- SET TASK -
Reproduce the lines in the entries below without any change, starting at the line that contains "of the snow-covered" and ending at the line that contains "(1073, 382)", with both of those lines included.

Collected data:
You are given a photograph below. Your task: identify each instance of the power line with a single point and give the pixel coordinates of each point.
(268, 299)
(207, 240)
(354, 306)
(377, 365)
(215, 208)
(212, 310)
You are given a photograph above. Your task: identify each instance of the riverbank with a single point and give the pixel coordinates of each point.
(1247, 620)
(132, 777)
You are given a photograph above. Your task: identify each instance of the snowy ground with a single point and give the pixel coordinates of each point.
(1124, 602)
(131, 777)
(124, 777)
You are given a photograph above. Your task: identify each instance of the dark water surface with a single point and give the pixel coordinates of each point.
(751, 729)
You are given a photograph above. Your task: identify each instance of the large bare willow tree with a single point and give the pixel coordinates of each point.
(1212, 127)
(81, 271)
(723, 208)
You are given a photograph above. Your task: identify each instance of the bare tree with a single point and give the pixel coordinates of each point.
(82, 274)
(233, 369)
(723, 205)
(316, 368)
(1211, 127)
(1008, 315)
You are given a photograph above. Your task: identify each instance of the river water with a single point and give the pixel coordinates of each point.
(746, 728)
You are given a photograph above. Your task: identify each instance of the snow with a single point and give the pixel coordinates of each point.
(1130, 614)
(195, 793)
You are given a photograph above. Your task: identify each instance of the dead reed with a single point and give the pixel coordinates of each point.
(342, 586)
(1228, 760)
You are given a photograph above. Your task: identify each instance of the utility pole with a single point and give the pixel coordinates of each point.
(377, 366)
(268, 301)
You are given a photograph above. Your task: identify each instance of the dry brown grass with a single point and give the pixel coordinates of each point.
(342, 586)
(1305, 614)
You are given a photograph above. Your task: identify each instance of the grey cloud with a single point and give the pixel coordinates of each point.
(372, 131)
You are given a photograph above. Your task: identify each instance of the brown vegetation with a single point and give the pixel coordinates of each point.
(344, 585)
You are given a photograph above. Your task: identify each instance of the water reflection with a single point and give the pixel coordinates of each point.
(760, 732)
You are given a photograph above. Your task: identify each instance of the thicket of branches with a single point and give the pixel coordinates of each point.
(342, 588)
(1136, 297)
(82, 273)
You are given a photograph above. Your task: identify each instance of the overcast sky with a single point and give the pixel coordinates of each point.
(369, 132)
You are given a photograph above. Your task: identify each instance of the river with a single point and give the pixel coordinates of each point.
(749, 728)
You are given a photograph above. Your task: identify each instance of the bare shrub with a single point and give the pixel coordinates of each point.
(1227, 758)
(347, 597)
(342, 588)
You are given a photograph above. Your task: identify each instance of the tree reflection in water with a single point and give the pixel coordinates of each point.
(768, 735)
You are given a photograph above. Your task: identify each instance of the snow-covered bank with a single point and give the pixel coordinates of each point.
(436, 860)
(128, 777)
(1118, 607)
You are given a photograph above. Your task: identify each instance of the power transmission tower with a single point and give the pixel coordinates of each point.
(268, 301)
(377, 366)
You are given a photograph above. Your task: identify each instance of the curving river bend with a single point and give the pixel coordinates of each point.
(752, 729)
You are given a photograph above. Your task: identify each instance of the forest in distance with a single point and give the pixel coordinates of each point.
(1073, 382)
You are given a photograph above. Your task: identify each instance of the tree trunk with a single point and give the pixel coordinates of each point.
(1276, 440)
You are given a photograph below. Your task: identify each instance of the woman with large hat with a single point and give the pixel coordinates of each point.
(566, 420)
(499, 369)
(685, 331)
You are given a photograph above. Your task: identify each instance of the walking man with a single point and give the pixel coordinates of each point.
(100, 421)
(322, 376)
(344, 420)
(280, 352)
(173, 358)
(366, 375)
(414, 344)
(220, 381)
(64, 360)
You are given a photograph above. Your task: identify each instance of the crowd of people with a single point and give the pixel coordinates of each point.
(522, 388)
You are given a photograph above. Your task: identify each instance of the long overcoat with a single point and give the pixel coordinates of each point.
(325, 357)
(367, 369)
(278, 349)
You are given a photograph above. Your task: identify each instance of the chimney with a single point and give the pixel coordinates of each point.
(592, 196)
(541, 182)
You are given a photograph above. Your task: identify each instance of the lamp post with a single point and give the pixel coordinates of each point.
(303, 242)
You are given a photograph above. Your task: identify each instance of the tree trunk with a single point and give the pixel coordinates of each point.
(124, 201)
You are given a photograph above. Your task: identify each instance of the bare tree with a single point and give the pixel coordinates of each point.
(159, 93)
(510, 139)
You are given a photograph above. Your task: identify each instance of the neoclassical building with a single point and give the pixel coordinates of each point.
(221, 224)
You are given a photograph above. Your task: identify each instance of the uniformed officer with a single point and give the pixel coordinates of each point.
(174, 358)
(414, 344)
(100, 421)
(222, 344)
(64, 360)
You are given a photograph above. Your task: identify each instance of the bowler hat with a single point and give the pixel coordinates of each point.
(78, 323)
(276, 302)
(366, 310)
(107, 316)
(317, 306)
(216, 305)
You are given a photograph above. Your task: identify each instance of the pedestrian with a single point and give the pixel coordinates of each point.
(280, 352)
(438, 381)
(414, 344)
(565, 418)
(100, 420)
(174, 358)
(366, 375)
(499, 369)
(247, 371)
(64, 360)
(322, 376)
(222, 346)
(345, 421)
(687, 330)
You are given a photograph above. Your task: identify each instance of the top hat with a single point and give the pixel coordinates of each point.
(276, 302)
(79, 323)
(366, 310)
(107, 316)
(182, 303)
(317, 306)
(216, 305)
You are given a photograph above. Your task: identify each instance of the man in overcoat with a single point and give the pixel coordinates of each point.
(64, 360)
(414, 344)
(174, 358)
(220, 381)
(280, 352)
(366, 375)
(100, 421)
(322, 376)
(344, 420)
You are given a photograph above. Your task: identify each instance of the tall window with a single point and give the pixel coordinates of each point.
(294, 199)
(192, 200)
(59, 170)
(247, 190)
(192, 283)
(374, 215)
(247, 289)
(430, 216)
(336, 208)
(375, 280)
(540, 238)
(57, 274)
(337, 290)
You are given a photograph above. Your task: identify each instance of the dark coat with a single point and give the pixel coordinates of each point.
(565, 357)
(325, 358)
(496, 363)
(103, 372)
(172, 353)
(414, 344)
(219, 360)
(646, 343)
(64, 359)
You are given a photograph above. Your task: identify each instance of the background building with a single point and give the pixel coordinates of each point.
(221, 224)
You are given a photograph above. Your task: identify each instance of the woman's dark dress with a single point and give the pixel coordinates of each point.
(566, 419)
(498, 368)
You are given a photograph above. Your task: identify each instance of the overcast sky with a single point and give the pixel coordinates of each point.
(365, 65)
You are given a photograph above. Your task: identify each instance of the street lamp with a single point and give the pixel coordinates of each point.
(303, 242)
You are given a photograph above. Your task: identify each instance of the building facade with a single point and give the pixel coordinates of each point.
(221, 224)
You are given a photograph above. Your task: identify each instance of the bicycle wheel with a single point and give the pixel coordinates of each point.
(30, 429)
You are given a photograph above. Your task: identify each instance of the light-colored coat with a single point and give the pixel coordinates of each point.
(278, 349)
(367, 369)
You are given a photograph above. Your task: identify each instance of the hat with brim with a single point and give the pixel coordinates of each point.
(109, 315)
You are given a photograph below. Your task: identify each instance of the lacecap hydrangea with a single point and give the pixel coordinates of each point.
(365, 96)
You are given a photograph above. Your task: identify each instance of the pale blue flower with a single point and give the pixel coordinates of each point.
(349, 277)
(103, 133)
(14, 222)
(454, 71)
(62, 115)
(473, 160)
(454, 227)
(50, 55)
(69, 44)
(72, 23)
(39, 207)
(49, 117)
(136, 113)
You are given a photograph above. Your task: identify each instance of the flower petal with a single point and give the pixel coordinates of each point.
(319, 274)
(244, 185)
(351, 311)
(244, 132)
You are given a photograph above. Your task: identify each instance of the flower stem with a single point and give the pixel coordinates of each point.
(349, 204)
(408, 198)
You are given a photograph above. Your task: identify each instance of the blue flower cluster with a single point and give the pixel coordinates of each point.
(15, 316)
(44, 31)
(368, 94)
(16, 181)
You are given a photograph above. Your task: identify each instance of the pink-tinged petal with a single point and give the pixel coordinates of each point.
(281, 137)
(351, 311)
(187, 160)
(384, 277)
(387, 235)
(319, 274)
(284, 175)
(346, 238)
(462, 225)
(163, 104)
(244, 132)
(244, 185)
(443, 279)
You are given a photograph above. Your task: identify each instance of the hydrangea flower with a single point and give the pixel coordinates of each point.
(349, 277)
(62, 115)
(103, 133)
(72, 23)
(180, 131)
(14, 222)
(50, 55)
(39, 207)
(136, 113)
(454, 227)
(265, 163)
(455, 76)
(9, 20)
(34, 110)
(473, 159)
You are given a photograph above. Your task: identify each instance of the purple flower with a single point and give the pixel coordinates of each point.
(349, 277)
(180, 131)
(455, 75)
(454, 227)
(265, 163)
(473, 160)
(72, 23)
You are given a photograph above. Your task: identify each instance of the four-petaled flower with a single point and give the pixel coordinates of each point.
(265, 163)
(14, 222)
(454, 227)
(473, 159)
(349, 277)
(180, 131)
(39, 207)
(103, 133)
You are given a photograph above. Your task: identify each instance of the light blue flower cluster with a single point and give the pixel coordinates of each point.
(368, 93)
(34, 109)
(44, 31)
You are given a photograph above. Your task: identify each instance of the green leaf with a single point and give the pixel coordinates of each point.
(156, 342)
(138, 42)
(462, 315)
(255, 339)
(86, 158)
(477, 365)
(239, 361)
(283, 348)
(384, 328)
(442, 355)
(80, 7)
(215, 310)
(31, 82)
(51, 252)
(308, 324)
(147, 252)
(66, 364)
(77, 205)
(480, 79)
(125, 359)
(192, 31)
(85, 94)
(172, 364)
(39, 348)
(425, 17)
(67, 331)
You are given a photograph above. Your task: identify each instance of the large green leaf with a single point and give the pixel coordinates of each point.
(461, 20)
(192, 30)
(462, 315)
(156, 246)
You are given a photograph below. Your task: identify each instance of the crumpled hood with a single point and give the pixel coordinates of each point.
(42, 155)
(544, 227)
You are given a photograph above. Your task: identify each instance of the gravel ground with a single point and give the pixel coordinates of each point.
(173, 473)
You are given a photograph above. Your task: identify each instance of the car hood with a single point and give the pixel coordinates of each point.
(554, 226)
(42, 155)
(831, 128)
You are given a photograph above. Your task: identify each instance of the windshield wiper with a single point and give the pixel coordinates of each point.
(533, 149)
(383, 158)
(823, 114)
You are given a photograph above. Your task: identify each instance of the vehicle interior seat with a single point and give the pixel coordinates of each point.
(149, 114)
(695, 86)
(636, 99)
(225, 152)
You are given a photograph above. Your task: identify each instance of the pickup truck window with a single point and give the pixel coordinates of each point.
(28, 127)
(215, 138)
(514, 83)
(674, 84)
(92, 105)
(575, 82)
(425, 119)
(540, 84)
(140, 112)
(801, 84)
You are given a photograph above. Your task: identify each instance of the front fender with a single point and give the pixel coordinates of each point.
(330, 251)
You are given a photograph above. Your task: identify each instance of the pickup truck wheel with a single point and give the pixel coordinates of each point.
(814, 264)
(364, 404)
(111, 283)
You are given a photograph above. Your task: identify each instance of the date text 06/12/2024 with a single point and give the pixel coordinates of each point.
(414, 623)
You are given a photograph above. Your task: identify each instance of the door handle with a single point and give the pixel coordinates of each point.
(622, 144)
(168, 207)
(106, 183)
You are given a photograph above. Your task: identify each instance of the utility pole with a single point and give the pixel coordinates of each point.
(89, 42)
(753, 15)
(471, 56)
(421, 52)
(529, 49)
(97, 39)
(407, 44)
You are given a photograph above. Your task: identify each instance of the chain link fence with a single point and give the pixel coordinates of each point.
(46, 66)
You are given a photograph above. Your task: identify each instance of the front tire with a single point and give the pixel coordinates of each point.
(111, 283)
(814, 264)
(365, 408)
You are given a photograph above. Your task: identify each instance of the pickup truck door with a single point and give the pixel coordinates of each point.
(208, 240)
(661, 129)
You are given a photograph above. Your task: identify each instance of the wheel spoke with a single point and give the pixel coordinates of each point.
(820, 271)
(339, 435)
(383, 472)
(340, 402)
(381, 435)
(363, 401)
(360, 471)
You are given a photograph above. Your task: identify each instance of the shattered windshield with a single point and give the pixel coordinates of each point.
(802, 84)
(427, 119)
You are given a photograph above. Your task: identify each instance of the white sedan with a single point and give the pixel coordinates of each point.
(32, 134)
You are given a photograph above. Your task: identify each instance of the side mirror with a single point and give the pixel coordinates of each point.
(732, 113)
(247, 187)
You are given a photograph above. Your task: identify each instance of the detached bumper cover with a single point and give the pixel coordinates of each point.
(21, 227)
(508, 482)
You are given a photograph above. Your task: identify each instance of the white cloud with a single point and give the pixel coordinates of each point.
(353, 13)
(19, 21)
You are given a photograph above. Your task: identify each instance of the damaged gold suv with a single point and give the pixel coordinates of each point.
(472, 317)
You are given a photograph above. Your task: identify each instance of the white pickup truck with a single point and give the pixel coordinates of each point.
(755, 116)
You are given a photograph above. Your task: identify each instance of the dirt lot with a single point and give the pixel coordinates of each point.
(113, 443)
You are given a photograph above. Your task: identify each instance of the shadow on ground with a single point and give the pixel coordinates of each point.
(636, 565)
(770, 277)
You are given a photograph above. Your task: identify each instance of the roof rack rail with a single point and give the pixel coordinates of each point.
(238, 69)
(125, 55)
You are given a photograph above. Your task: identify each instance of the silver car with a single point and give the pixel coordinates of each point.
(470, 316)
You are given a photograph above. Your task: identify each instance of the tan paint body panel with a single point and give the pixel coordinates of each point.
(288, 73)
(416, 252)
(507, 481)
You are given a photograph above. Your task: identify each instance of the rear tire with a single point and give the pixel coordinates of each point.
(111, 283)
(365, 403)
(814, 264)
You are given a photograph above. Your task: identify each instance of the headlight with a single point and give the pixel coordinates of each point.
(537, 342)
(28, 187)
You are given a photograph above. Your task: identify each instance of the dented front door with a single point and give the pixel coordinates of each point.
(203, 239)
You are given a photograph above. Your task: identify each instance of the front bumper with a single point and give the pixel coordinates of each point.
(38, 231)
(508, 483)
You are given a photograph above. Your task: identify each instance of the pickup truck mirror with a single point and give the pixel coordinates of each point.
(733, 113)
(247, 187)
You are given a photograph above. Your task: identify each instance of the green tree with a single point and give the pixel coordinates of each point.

- EXERCISE OUTPUT -
You are given a photograph above. Your task: identify each instance of the snow-covered bank with a single point and give the pixel coordinates of each point.
(436, 860)
(128, 777)
(1118, 607)
You are given a photograph above. Your task: identify each instance of the power transmission tower with a single point and give the pixel coordinates of each point.
(268, 301)
(377, 366)
You are given a photograph above. Your task: identify each instance of the curving river bend with a single point and give the pixel coordinates of each point.
(752, 729)
You are given a photograph above. Your task: identify each instance of the forest in distance with a single point and give the pixel coordinates of each point.
(1073, 382)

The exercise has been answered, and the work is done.